--- EXERCISE MATERIALS ---
☆ ☆ ☆ ☆ ☆

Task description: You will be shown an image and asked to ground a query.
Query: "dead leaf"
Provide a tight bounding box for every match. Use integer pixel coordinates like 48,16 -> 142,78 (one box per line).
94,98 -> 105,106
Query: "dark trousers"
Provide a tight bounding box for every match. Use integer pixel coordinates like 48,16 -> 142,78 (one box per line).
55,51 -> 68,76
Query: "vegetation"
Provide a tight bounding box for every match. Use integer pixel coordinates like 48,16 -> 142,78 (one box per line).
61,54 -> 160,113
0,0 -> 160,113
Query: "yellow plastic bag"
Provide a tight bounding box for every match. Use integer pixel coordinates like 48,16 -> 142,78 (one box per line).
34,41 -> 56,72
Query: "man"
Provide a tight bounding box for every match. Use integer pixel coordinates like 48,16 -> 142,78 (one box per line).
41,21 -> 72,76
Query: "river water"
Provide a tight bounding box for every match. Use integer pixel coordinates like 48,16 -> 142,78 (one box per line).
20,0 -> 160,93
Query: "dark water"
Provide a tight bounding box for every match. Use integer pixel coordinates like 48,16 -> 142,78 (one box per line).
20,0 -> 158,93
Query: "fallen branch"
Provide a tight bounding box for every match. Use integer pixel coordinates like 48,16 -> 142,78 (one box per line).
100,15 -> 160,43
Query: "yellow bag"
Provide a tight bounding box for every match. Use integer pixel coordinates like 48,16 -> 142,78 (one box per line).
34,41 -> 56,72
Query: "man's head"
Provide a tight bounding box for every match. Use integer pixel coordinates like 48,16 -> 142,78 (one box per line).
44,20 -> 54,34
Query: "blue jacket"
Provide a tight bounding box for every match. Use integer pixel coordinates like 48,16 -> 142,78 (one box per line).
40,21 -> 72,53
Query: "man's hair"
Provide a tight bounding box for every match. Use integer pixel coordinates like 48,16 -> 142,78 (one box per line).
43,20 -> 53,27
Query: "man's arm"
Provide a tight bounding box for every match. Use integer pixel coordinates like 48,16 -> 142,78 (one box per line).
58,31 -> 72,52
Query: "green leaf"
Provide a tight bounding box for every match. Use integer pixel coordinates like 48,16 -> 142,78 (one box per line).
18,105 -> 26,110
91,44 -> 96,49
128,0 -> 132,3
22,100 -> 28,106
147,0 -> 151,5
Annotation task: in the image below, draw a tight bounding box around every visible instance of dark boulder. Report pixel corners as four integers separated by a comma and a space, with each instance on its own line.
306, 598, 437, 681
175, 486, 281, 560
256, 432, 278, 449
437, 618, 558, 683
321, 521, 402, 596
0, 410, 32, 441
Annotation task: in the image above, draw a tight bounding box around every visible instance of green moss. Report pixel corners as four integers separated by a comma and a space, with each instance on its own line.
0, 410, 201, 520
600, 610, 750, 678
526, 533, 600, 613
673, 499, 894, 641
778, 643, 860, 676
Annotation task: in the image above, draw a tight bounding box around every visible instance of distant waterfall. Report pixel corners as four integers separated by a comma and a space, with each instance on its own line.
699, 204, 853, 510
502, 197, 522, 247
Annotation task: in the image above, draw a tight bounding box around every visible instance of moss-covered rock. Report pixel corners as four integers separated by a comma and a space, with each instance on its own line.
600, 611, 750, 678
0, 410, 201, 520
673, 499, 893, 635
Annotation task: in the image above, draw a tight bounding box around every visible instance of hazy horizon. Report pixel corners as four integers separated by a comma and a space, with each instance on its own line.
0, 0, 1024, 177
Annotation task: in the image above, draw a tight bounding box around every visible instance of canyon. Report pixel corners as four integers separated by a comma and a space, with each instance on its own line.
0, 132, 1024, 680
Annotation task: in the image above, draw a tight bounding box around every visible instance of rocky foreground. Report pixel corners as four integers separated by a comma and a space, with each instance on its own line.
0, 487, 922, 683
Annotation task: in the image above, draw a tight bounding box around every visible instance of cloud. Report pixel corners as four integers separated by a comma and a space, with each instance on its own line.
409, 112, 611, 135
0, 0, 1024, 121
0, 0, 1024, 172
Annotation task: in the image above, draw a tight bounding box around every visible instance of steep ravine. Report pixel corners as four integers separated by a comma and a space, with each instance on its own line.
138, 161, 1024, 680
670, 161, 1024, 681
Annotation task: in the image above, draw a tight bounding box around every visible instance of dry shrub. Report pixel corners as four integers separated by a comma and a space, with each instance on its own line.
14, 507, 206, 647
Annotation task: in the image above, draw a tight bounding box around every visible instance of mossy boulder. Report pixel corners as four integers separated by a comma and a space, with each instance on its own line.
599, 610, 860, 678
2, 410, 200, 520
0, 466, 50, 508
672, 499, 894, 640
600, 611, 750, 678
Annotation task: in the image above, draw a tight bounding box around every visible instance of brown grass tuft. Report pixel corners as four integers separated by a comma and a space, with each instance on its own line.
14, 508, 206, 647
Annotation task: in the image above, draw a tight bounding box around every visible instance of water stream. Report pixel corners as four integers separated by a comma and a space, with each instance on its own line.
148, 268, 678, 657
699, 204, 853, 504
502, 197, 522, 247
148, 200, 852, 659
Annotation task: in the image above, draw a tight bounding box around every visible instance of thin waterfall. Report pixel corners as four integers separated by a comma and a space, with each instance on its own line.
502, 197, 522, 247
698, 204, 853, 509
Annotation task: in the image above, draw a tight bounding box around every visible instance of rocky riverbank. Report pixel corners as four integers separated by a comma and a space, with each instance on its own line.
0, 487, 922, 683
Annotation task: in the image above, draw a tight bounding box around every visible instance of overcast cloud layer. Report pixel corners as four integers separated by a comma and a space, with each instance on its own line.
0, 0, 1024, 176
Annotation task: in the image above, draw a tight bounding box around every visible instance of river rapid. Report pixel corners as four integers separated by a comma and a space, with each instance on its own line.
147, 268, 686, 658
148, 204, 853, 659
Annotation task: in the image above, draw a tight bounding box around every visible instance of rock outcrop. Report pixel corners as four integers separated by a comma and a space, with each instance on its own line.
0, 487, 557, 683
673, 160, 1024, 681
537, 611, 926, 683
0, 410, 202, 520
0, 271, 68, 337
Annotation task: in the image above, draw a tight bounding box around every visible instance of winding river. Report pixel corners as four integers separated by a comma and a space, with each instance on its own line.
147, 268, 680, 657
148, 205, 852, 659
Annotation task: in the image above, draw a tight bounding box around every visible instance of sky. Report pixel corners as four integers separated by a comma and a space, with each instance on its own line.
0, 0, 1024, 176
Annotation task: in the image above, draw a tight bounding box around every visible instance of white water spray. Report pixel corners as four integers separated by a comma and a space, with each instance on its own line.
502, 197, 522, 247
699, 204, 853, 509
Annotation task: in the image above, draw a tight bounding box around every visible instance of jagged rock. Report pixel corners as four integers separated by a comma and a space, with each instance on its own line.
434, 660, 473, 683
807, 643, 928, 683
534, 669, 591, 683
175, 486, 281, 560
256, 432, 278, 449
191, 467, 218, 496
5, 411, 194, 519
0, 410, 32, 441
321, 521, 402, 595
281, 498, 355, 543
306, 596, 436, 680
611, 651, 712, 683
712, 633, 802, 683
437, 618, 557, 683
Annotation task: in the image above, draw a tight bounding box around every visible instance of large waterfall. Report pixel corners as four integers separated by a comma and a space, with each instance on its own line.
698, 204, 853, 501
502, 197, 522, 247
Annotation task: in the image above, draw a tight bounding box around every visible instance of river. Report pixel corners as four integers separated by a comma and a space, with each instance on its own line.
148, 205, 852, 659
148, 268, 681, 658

☆ ☆ ☆ ☆ ☆

--- WHAT THE TASK REQUIRES ---
Reproduce all of the records above, switching each occurrence of "tight bounding box" to "close-fitting bounding box" and keeping everything else unchanged.

--- CORRECT RESULT ---
Task description: You will be shown an image and asked to ground a query.
Query: "dead leaf"
Provide a close-fitting bounding box for every match. Use integer pixel coordinates like 48,16 -> 142,78 (one box per line).
94,98 -> 105,106
Query: "dark trousers"
Provide a close-fitting bounding box for every match. Use integer pixel coordinates like 48,16 -> 142,78 (one box per line).
55,51 -> 68,76
Query: "vegetation"
Provide a close-fitting bounding box for every match. Use integer pixel coordinates like 48,16 -> 142,78 (one box per line).
61,54 -> 160,113
0,0 -> 160,113
Query: "yellow plastic bag"
Provide a close-fitting bounding box for every match. Use integer pixel coordinates like 48,16 -> 142,78 (one box per line).
34,41 -> 56,72
Query: "man"
Provide a close-fitting bounding box for every match. Use integer pixel coordinates like 48,16 -> 142,78 (one box per line).
41,21 -> 72,76
Query: "river water"
Provide a close-fitting bounding box for every match. Use integer pixel coordinates like 48,16 -> 142,78 (one box per line).
20,0 -> 160,93
Query: "dark water"
Provide a close-fitting bounding box for every match. Use integer pixel coordinates like 48,16 -> 142,78 (one box per line).
20,0 -> 158,93
Query: "fallen branch"
Provide a close-fitting bounding box for every match. Use integer pixel coordinates like 48,16 -> 142,78 (one box per line).
100,15 -> 160,43
Query: "yellow bag"
Provide a close-fitting bounding box for every match. Use integer pixel coordinates like 48,16 -> 142,78 (one box per line).
34,41 -> 56,72
Query: "man's head"
Provide a close-fitting bounding box for every match. Use integer pixel coordinates like 48,16 -> 142,78 (one box per line).
44,20 -> 54,34
Query: "blue jacket"
Provide a close-fitting bounding box for every match. Use integer pixel coordinates like 48,16 -> 142,78 (one box per line).
40,21 -> 72,53
Query: "man's hair"
Provide a close-fitting bounding box for every match. Use integer pixel coordinates like 48,16 -> 142,78 (one box per line).
43,20 -> 53,27
Query: "man's arm"
Provide a close-fitting bounding box for every match. Use integer pixel coordinates like 48,16 -> 142,78 (one box per line).
58,31 -> 72,52
Query: "green leaf"
Provide a close-fitting bounding box for every match. Use integer pixel coordinates like 48,16 -> 142,78 (one box per line).
18,105 -> 26,110
91,44 -> 96,49
128,0 -> 132,3
22,100 -> 28,106
147,0 -> 151,5
Annotation task: in the image below, draw a close-fitting bounding box around every visible instance of dark boulder. Report pixel corners as four integers separated by a comma and a space, with each instance on its own line.
306, 598, 437, 681
175, 486, 281, 560
256, 432, 278, 449
437, 618, 558, 683
321, 521, 402, 596
0, 410, 32, 441
Annotation task: in the image above, draw a close-fitting bounding box around every visible instance of green moss. Report pixel corners as four integers separated by a comma and a space, with each instance on its own line.
0, 410, 201, 520
600, 610, 750, 678
526, 533, 600, 613
673, 499, 894, 641
778, 643, 860, 676
Annotation task: in the image above, draw a close-fitting bounding box around every visible instance of distant waterfall. Report pixel corners as four integers separated by a comma and a space, with each instance on its own line.
699, 204, 853, 510
502, 197, 522, 247
Annotation task: in the image above, draw a close-fitting bounding box around every visible instance of moss-covered rock. Report pixel corners as four integers separated by a comma and a space, with each instance on its own line.
600, 611, 750, 678
0, 410, 201, 520
673, 499, 893, 635
Annotation task: in the image above, draw a close-fitting bounding box around every visible instance of hazy horizon. Report pixel corners as four integers separated by a comma and a space, with each instance on its own line.
0, 0, 1024, 177
Annotation task: in the image above, draw a close-fitting bounding box around every visible instance of canyon. Report pixel corners as four integers separated by a comma and a space, with each instance on its own line.
0, 132, 1024, 680
Annotation task: in the image above, draw a close-fitting bounding box around every visible instance of rocky foreground. Report pixel corners as four integers separated by a comma and a space, with each instance on its own line.
0, 487, 922, 683
Annotation task: in the image above, draw a close-fitting bounding box around every visible instance of cloud. Report pixel corners as four integers separated by a comma and a space, with each instance on its own line.
409, 112, 611, 135
0, 0, 1024, 121
0, 0, 1024, 172
Annotation task: in the image above, draw a close-fitting bounding box around every visible instance of steep ravine. Report pixel corners as four integers separated by a comma and a space, with each instance on its own line.
138, 161, 1024, 680
670, 161, 1024, 681
Annotation task: in the image above, draw a close-fitting bounding box around every visible instance of dry shrub. Report pixel corners as four integers separated by a comma and a space, with each instance on its own line.
14, 507, 206, 647
Annotation task: in the image above, draw a close-fitting bounding box around every visible instance of mossy boulder. Report pixel corners as four integers separated by a comma and a space, with each instance on its own line.
599, 610, 860, 678
2, 410, 200, 520
0, 466, 50, 508
672, 499, 894, 640
600, 611, 750, 678
Annotation task: in the image above, draw a close-fitting bounding box around every visible instance of brown grass tuft. Report pixel corners as four integers separated by a comma and a space, with each instance on its own line.
14, 508, 206, 647
Annotation task: in the image above, draw a close-fitting bounding box around every visible instance of water stream. Report pixel corners as four integers separated by a comma and a space, with each instance on its own line.
148, 268, 678, 657
699, 204, 853, 504
502, 197, 522, 247
148, 200, 852, 659
Annotation task: in the image above, draw a close-fitting bounding box around every visible instance of thin waterfall. Report pixel corners as four integers separated by a comma and a space, with each instance on its own line.
502, 197, 522, 247
698, 204, 853, 509
Annotation task: in the image above, draw a close-fitting bounding box around every visible instance of rocky riverbank. Report pixel corners as four integers separated by a comma and a space, with each instance on its own line.
0, 487, 922, 683
Annotation task: in the image above, draw a close-fitting bounding box around every visible instance of overcast cloud layer. Report pixel corners as four integers separated by a comma and a space, with each instance on its own line.
0, 0, 1024, 176
Annotation task: in the image above, draw a close-fitting bounding box around every visible instance of river rapid. Report pixel corners as four integers separated by a comma and a space, with each instance on its own line.
147, 268, 686, 658
148, 204, 853, 659
Annotation task: in the image above, draw a close-fitting bounding box around every visible instance of rock outcrop. Report pixel corners as four integers separated by a comma and a space, with each instance on its own line.
0, 487, 557, 683
673, 160, 1024, 681
537, 611, 926, 683
0, 410, 202, 520
0, 271, 68, 337
Annotation task: in the image above, draw a close-fitting bounding box around every visible instance of winding river. Report pixel corners as four integers separated by a comma and a space, with each instance on its own line.
147, 268, 680, 657
148, 205, 852, 659
Annotation task: in the image above, draw a close-fitting bounding box around every visible instance of sky. Report pixel corners as four integers separated by a comma and a space, with each instance on its own line.
0, 0, 1024, 176
Annotation task: in the image above, draw a close-fitting bounding box around every visible instance of white water spray. Report pixel corners as four integers separated by a comma and a space, with each instance on its own line.
502, 197, 522, 247
699, 204, 853, 509
Annotation task: in the image above, draw a close-fitting bounding box around every visible instance of jagged rock. Report pixel corners as four integers separated by a comma and a space, with each instance on its own line.
434, 660, 473, 683
807, 643, 928, 683
534, 669, 591, 683
175, 486, 281, 560
256, 432, 278, 449
191, 467, 218, 496
5, 411, 194, 519
0, 410, 32, 441
321, 521, 402, 595
281, 498, 355, 543
306, 596, 436, 680
611, 651, 712, 683
712, 633, 802, 683
437, 618, 557, 683
Annotation task: in the image above, draw a close-fitting bounding box around every visible instance of large waterfall. Report pixel corners as four integers separated by a comma and a space, with each instance on its own line.
698, 204, 853, 501
502, 197, 522, 247
Annotation task: in the image above, draw a close-fitting bounding box around every visible instance of river. Report pixel corners as four integers separated by a comma and a space, with each instance on its own line.
148, 205, 852, 659
148, 268, 681, 658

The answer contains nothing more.